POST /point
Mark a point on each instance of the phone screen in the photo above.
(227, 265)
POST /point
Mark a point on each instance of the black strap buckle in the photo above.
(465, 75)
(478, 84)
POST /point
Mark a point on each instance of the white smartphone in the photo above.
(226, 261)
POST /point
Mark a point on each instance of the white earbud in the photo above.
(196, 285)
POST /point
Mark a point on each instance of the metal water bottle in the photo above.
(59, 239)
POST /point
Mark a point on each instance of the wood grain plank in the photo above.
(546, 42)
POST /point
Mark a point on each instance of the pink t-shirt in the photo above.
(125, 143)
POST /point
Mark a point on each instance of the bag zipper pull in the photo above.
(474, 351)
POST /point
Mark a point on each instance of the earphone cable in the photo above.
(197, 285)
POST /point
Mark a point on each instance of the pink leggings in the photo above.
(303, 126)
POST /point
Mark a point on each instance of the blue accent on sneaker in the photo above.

= = = = = = =

● WHAT YOU ARE ASKED TO DO: Reproduce all of the data exactly as given.

● EXERCISE ANSWER:
POST /point
Mark a point on each instance of the phone screen in the photo above.
(227, 265)
POST /point
Mark a point on each instance of the black strap buckle in the photo above.
(465, 75)
(478, 84)
POST /point
Mark a point on each instance of the white smartphone in the photo above.
(226, 261)
POST /point
Mark a point on each instance of the white earbud in the photo above.
(196, 285)
POST /point
Mark a point on each instance of the metal water bottle in the photo above.
(59, 239)
POST /point
Mark a point on each instance of the wood grain plank in the photo above.
(546, 42)
POST /point
Mark a point on each instance of the pink t-shirt in the photo above.
(125, 143)
POST /point
Mark a point on each instance of the bag zipper pull in the photo above.
(474, 351)
POST /point
Mark a point on each instance of the earphone cable in the photo above.
(197, 285)
POST /point
Mark a point on each instance of the pink leggings in the photo above.
(303, 126)
POST /point
Mark a point on each instance of the blue accent on sneaker in the photo above.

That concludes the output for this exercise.